[[ Information supplied open ]]

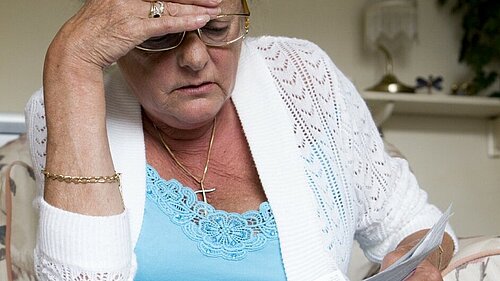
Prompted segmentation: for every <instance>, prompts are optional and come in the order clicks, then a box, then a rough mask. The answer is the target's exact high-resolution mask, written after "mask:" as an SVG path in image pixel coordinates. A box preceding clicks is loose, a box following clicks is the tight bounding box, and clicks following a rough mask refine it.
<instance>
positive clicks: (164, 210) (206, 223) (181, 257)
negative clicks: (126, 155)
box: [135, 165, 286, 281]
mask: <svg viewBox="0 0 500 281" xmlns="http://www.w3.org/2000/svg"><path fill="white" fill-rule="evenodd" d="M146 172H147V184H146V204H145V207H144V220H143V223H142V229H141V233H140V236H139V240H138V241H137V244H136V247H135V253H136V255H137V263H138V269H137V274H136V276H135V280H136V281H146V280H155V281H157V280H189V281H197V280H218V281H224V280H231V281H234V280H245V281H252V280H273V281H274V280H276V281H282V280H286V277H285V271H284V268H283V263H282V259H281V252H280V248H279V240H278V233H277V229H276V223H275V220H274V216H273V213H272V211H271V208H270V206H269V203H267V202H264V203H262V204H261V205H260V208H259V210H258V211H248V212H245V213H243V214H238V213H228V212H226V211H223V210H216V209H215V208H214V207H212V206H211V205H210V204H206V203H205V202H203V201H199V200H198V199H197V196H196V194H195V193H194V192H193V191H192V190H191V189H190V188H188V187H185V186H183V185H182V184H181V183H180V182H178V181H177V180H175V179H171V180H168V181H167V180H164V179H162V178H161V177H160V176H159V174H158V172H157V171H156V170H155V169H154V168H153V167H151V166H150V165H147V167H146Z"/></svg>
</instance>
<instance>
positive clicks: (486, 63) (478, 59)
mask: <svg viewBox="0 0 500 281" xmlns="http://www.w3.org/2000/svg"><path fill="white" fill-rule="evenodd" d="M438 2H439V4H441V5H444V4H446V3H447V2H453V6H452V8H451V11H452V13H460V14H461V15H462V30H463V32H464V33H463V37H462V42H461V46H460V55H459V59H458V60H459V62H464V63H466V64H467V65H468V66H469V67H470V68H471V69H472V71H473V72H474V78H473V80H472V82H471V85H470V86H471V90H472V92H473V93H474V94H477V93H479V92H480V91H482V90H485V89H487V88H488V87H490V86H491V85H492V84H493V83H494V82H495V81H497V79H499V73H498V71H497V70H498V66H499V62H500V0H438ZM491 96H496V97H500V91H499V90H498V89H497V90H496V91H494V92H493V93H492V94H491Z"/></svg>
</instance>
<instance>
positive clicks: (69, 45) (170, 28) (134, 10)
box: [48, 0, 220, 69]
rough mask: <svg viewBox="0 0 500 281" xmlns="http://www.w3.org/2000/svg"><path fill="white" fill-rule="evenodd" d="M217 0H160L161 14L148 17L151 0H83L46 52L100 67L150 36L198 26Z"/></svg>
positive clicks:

[[ Information supplied closed ]]

> _The problem_
Please output every record above exactly as written, leaving out the pictures.

> _Response for this exercise_
Prompted segmentation: for every <instance>, prompts are optional and come in the order clicks, then a box, then a rough mask. The answer is the target's exact high-resolution mask, written after "mask:" as an SVG path in image pixel coordinates. A box preceding clicks is loose, a box following clicks is the tight bounding box, and clicks following a rough mask refine it.
<instance>
positive clicks: (164, 210) (206, 223) (181, 257)
negative clicks: (126, 155)
box: [135, 165, 286, 281]
mask: <svg viewBox="0 0 500 281" xmlns="http://www.w3.org/2000/svg"><path fill="white" fill-rule="evenodd" d="M146 172H147V184H146V204H145V207H144V220H143V223H142V229H141V233H140V236H139V240H138V241H137V244H136V247H135V253H136V255H137V263H138V269H137V274H136V276H135V280H136V281H146V280H155V281H157V280H189V281H197V280H218V281H224V280H231V281H234V280H245V281H252V280H273V281H274V280H276V281H282V280H286V277H285V271H284V268H283V263H282V259H281V252H280V248H279V240H278V233H277V229H276V223H275V220H274V216H273V213H272V211H271V208H270V206H269V203H267V202H264V203H262V204H261V205H260V208H259V210H258V211H248V212H245V213H243V214H238V213H228V212H226V211H223V210H216V209H215V208H214V207H212V206H211V205H210V204H206V203H205V202H203V201H199V200H198V199H197V196H196V194H195V193H194V192H193V191H192V190H191V189H190V188H188V187H185V186H183V185H182V184H181V183H180V182H178V181H177V180H175V179H171V180H168V181H167V180H164V179H162V178H161V177H160V176H159V174H158V172H157V171H156V170H155V169H154V168H153V167H151V166H150V165H147V167H146Z"/></svg>
</instance>
<instance>
positive clicks: (486, 63) (478, 59)
mask: <svg viewBox="0 0 500 281" xmlns="http://www.w3.org/2000/svg"><path fill="white" fill-rule="evenodd" d="M438 2H439V4H441V5H444V4H446V3H447V2H453V6H452V8H451V11H452V13H460V14H461V15H462V30H463V32H464V33H463V37H462V42H461V46H460V55H459V59H458V60H459V62H464V63H466V64H467V65H468V66H469V67H470V68H471V69H472V71H473V72H474V78H473V80H472V82H471V85H470V86H471V90H472V92H473V93H474V94H477V93H479V92H480V91H482V90H485V89H487V88H488V87H490V86H491V85H492V84H493V83H494V82H495V81H497V79H499V73H498V71H497V70H498V66H499V62H500V0H438ZM491 96H496V97H500V91H499V90H498V89H497V90H496V91H494V92H493V93H492V94H491Z"/></svg>
</instance>
<instance>
positive clicks: (69, 45) (170, 28) (134, 10)
box: [48, 0, 220, 69]
rough mask: <svg viewBox="0 0 500 281" xmlns="http://www.w3.org/2000/svg"><path fill="white" fill-rule="evenodd" d="M217 0H160L161 14L148 17L151 0H83L46 52L100 67L150 36L198 26Z"/></svg>
positive clicks:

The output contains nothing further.